> Required task: How many lines of the material below contain the word "woman"? Reply with the number alone.

> Entries shown:

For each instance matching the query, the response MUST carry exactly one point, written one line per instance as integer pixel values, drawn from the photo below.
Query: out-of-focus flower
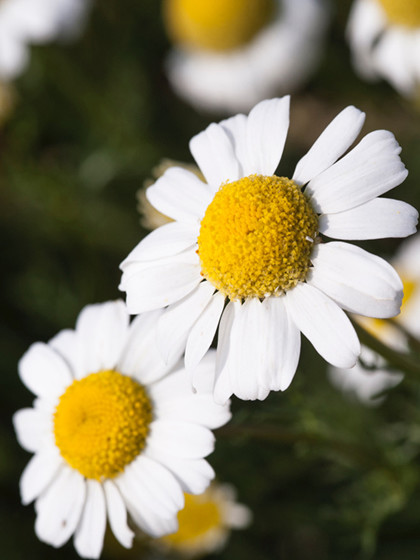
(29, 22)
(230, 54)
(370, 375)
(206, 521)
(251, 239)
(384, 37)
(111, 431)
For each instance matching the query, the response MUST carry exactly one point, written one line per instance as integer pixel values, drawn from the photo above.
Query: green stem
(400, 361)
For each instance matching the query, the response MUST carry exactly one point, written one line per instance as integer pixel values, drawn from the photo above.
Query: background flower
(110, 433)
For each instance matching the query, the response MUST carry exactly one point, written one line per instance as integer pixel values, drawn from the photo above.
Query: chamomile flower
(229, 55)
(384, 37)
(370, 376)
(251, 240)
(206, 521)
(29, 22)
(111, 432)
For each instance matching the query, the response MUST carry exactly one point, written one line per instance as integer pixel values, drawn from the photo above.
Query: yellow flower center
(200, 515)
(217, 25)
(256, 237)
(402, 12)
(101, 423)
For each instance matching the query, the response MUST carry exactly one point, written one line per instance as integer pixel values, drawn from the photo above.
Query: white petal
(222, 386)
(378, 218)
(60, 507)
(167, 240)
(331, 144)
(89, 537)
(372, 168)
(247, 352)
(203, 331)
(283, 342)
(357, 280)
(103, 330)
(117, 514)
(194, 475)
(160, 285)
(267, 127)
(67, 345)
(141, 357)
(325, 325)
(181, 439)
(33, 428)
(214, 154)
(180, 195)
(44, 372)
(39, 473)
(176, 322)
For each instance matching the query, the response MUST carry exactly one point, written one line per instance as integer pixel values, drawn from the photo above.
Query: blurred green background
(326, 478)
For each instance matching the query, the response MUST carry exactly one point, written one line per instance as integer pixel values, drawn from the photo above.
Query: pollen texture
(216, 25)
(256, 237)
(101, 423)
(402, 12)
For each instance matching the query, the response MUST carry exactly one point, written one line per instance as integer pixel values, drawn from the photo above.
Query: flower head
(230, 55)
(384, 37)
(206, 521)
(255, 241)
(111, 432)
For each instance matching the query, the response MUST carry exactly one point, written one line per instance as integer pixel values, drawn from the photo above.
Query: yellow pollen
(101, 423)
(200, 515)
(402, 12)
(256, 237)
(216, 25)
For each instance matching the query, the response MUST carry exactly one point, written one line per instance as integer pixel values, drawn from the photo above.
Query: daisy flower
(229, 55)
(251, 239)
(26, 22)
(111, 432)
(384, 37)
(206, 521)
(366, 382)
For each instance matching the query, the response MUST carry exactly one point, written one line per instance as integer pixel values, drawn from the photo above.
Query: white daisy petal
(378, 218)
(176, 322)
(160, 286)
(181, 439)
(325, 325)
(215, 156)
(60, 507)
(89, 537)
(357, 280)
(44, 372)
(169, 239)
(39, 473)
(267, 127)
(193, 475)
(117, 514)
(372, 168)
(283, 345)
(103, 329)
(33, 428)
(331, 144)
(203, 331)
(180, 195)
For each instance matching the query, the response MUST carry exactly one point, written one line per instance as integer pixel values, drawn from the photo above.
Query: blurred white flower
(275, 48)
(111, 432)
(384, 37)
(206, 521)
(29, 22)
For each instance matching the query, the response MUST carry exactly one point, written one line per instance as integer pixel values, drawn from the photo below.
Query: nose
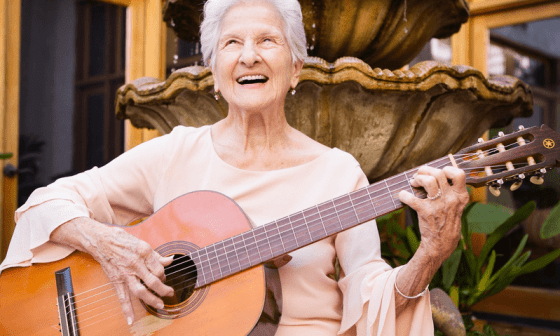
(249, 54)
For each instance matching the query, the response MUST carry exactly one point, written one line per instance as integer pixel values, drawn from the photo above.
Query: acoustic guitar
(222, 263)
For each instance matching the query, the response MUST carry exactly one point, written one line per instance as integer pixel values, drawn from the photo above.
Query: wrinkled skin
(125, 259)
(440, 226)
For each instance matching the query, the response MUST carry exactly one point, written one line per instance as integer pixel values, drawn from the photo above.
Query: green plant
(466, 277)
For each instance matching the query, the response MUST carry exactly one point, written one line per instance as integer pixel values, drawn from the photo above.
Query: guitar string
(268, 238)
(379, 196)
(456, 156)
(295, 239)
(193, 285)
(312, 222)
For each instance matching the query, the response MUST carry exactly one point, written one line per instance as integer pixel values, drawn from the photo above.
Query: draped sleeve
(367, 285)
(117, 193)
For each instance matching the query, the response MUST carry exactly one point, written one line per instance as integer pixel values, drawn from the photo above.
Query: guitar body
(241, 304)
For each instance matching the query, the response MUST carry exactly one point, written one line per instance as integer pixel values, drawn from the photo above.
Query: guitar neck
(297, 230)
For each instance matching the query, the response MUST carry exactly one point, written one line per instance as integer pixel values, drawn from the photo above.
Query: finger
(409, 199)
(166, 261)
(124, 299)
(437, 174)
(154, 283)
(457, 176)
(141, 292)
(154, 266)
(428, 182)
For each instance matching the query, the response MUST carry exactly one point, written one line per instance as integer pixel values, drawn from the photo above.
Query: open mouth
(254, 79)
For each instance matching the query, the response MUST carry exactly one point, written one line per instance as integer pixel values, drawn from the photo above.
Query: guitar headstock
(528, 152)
...
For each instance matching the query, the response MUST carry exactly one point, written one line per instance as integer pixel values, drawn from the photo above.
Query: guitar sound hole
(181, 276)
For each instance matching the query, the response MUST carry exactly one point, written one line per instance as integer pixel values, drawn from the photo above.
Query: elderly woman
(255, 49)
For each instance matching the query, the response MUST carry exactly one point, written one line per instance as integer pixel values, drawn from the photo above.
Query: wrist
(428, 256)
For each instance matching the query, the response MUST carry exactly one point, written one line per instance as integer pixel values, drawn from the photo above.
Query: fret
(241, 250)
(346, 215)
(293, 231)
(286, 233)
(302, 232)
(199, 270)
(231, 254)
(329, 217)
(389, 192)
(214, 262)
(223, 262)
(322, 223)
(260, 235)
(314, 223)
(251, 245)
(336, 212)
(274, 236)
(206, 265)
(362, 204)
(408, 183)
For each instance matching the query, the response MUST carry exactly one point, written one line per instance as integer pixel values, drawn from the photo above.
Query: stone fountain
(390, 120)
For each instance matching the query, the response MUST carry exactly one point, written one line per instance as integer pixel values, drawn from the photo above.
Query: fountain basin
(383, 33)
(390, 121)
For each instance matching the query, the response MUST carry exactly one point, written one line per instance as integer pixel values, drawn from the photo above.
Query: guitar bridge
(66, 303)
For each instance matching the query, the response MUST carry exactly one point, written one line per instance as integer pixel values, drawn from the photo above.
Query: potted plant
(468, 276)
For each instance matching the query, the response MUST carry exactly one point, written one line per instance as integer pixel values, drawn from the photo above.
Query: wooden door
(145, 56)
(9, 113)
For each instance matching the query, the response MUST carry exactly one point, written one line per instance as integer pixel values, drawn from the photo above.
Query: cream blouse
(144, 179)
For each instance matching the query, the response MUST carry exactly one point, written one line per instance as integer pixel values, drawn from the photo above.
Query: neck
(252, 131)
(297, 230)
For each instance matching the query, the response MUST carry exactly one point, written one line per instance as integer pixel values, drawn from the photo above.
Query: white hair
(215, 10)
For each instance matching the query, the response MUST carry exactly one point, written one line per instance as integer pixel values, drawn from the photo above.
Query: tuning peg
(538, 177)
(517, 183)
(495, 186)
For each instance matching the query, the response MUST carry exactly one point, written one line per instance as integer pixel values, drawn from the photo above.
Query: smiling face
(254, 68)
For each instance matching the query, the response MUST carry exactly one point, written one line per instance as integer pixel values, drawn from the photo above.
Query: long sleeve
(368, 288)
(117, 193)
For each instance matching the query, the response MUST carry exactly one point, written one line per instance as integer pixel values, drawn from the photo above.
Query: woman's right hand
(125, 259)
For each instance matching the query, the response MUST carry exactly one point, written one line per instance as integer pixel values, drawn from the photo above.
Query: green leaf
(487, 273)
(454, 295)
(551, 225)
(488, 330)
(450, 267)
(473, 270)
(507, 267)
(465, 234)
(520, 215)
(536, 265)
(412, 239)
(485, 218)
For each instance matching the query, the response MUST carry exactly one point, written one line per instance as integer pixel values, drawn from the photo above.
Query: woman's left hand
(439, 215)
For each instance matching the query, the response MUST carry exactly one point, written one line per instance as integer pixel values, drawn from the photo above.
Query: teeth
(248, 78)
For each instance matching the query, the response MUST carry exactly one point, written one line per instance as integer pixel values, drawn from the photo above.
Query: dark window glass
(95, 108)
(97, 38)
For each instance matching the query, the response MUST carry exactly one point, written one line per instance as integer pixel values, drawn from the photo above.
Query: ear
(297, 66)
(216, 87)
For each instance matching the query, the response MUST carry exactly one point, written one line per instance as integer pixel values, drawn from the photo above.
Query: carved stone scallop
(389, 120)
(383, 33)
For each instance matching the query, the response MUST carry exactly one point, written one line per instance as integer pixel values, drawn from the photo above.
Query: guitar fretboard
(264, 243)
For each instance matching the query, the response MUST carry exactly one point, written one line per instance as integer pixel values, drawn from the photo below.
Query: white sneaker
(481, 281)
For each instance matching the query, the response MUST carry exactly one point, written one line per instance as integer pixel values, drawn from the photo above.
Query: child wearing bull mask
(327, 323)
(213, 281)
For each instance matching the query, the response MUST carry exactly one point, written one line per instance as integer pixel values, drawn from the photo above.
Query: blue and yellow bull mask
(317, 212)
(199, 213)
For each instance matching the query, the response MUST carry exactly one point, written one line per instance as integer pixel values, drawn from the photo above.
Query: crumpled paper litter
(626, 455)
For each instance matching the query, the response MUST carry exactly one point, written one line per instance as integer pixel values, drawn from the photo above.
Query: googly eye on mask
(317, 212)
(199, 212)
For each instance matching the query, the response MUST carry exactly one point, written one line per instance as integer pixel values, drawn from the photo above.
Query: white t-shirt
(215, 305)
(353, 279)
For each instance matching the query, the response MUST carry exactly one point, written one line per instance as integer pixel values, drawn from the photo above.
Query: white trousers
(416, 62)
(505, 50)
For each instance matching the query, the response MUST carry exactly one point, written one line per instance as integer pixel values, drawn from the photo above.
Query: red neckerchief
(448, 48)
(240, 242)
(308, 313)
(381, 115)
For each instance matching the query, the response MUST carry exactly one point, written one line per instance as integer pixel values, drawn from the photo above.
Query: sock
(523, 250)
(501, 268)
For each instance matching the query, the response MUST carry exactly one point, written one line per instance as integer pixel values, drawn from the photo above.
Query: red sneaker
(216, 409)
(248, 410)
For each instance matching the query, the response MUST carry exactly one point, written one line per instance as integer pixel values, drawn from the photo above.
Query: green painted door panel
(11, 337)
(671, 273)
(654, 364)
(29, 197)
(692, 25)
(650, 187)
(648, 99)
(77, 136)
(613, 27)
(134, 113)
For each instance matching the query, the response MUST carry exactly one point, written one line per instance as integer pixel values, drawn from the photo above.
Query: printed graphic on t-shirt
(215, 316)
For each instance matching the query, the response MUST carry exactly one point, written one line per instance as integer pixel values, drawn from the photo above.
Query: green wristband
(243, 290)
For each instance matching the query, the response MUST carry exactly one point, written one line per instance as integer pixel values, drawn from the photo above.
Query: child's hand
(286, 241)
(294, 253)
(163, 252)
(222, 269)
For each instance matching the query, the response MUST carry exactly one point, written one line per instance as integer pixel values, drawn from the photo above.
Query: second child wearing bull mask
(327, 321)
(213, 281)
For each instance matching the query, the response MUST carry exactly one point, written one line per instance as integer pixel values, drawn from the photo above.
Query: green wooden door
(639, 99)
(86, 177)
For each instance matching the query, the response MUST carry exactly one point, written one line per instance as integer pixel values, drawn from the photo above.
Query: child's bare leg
==
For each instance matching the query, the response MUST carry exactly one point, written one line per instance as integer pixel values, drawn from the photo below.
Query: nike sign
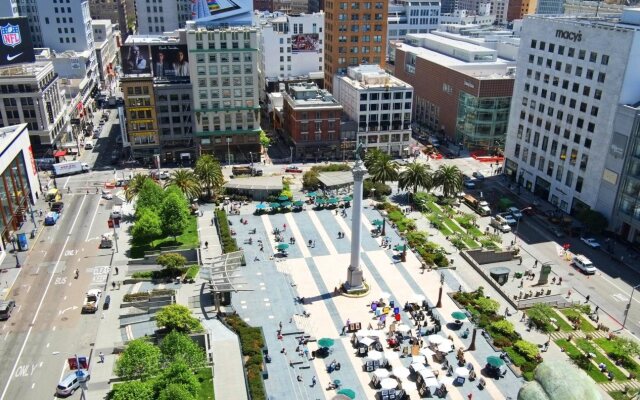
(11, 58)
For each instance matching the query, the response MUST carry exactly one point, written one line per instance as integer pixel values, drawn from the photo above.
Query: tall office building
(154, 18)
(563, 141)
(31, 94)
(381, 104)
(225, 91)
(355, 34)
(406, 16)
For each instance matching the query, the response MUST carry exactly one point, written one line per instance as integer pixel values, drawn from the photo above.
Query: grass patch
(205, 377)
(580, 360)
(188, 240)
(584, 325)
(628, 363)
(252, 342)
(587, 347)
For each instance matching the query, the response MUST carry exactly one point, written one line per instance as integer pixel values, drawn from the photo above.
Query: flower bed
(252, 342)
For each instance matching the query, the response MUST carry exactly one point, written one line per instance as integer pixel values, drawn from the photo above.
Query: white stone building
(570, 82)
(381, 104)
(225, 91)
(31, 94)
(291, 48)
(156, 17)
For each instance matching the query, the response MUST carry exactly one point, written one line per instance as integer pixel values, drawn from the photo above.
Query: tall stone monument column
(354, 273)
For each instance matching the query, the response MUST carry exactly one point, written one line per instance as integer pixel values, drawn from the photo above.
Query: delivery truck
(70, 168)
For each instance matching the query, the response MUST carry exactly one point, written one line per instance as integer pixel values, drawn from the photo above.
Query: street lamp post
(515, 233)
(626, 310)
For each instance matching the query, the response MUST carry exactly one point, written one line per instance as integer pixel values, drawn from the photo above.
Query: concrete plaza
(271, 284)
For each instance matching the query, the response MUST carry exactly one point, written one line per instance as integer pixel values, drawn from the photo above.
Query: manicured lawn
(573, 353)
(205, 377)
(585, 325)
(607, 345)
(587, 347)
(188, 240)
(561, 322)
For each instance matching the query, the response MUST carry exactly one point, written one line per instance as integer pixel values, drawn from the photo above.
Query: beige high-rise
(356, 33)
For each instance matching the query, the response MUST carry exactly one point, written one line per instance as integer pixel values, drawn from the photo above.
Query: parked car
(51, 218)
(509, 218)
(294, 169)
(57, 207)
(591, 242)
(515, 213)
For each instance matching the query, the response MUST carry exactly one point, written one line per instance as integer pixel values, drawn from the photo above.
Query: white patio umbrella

> Exercise answer: 3